[Work request]: Every record below should appear in your answer, copied exactly.

Given data Start Marker

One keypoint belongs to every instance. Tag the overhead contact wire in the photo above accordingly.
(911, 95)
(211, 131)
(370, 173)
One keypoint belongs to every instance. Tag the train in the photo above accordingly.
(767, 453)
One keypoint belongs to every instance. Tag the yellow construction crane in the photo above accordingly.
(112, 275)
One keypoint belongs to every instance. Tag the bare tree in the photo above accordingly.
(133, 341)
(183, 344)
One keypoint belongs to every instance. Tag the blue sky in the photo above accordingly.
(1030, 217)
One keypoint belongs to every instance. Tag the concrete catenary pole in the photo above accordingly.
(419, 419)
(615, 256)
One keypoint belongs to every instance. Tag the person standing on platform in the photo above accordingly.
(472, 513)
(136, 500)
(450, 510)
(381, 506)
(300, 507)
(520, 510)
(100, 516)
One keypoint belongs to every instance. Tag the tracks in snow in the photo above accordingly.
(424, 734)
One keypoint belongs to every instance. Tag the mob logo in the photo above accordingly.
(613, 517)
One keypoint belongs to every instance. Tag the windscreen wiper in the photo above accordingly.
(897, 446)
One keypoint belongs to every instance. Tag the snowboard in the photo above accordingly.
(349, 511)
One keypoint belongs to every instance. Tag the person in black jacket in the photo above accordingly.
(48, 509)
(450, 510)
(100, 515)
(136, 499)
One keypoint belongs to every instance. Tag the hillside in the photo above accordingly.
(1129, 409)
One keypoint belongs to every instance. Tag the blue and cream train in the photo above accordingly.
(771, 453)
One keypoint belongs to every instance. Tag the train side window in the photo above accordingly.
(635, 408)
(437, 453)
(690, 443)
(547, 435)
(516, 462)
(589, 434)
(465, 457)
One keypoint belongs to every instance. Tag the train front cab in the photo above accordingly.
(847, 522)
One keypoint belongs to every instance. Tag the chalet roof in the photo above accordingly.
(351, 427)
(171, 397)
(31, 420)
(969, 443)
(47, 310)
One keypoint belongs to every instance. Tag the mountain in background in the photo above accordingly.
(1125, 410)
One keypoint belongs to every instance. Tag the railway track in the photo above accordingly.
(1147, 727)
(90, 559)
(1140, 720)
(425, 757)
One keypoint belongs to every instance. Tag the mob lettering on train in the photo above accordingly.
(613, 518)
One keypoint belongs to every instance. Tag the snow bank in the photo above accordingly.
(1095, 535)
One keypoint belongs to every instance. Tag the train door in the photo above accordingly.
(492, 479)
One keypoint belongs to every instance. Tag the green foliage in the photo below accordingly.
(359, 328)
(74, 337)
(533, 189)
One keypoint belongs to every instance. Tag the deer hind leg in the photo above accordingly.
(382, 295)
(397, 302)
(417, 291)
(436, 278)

Given data End Marker

[Result of the exercise]:
One keypoint belongs to every instance. Tag the overhead contact wire in the photo above accordingly.
(911, 95)
(211, 131)
(370, 173)
One keypoint belongs to every instance. Tag the train in the photo above accordingly.
(767, 453)
One keypoint belongs to every instance. Tag the yellow construction crane in the photo above accordingly.
(112, 275)
One keypoint belongs to every instance. Tag the bare tree in the photo above accordingly.
(133, 341)
(183, 344)
One keypoint belongs to every instance. Tag the blue sky in the photo above accordingly.
(1030, 217)
One keypoint belongs to every instance. Tag the concrete catenary pole in the photo above accordingly.
(419, 419)
(615, 256)
One keypoint belongs to every instance. Tag the person standing on platform in the photo above accordingly.
(472, 513)
(136, 500)
(450, 510)
(381, 506)
(300, 507)
(520, 510)
(100, 516)
One keypoint belongs to every instance. Tag the tracks in snow in the photo above accordingly.
(424, 734)
One keypoint belongs to every instance. Tag the mob logo in the photo above accordingly.
(613, 517)
One keypoint belongs to every instance. Tag the windscreen wiper in the photo above accordingly.
(897, 446)
One keypoint belongs to every instance. Tag the snowboard in the photo above accordingly.
(349, 511)
One keypoint belongs to every instance. Tag the person in black jacket in the photo above accordingly.
(48, 509)
(450, 510)
(100, 515)
(136, 499)
One keypoint belongs to every instance. Tag the hillside in the photo above accordingly.
(1129, 409)
One keypoint belongs to every instance. Tag the blue and cream train in the photo above accordingly.
(771, 453)
One keypoint belongs to every instance. Tag the train side window in the photo above accordingly.
(635, 408)
(437, 453)
(690, 443)
(547, 435)
(516, 462)
(589, 434)
(465, 457)
One keypoint belongs to every instance. Tag the train front cab in the photo above accordingly.
(847, 522)
One keypoint belongs to every instance. Tag the chalet roof in the photo above accordingly.
(351, 427)
(171, 397)
(31, 420)
(969, 443)
(47, 310)
One keypoint belongs to every instance. Tag the mountain in background in the photo above accordingly.
(1125, 410)
One keypoint belongs to every instance. Tag the railway track in the photo above accordingly.
(1147, 727)
(90, 559)
(1140, 720)
(425, 757)
One keypoint belongs to every instance. Tag the mob lettering on train in the photo above accordingly.
(613, 518)
One keypoint belongs to every instance. Tag the snow bank in the photo above accordingly.
(1095, 535)
One keypoint belongs to every instance. Tag the train door in the photo above accordingly.
(492, 479)
One keypoint belongs to every instance. Tag the green foliage in the photo below accordingly.
(359, 328)
(74, 337)
(533, 189)
One keypoint belongs to every instance. Tag the deer hind leg in the photo above accordingly.
(382, 295)
(397, 302)
(417, 291)
(436, 278)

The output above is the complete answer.